▶ [Recorded data]:
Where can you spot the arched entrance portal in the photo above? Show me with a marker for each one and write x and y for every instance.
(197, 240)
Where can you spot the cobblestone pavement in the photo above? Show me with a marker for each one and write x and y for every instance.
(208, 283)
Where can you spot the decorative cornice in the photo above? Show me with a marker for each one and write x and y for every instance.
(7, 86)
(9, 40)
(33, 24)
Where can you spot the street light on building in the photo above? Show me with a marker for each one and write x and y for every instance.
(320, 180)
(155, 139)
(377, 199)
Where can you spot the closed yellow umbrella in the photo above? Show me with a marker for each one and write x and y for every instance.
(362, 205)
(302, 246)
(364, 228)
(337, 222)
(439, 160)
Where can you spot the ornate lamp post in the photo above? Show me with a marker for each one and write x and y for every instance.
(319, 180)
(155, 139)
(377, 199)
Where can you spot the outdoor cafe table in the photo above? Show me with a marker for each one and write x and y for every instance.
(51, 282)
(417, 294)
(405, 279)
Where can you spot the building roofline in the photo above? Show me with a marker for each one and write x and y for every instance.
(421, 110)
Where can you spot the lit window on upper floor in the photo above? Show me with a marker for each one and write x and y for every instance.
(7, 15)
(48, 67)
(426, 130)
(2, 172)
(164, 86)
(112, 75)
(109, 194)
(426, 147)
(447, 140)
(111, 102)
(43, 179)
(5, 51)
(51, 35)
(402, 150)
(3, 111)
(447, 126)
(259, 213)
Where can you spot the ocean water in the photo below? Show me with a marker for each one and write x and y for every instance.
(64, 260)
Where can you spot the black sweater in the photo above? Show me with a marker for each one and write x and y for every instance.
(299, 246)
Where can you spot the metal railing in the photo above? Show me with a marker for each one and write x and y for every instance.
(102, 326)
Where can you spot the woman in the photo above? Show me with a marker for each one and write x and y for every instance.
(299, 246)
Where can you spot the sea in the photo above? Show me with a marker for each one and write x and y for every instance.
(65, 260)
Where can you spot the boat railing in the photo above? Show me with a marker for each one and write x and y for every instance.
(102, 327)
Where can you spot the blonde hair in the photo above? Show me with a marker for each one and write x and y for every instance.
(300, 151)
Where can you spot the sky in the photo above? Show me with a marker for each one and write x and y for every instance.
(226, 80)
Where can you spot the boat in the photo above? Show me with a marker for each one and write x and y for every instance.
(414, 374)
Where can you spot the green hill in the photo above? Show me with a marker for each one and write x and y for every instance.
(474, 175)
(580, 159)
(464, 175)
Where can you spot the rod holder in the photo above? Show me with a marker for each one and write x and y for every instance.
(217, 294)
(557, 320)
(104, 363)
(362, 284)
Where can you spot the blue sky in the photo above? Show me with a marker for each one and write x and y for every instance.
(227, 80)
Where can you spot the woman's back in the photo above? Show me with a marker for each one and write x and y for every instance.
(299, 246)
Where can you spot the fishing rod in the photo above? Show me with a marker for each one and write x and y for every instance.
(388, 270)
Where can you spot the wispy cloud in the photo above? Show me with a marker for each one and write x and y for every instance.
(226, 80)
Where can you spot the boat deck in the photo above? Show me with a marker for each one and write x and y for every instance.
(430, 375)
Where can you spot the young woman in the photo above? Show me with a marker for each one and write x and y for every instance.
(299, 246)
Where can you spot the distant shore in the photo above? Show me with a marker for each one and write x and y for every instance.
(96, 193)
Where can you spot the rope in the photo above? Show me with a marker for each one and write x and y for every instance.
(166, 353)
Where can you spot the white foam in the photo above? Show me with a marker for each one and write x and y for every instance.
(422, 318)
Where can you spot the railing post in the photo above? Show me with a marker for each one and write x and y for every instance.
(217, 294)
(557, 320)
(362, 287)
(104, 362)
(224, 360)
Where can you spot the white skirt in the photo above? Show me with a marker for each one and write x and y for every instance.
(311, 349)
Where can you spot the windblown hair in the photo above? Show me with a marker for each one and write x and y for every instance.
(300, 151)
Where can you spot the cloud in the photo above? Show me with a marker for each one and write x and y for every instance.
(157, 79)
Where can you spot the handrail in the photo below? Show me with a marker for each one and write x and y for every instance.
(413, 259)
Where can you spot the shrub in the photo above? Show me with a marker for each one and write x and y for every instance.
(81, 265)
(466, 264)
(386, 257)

▶ [Task to carry out]: Start copying at the line that contains "Where can you spot the shrub" and stop after the last line of the records, keeping every line exactly.

▶ [Output below]:
Where can you spot the shrub in the photo above? Show me with a marker for each one and write x and y for every instance.
(81, 265)
(466, 264)
(386, 257)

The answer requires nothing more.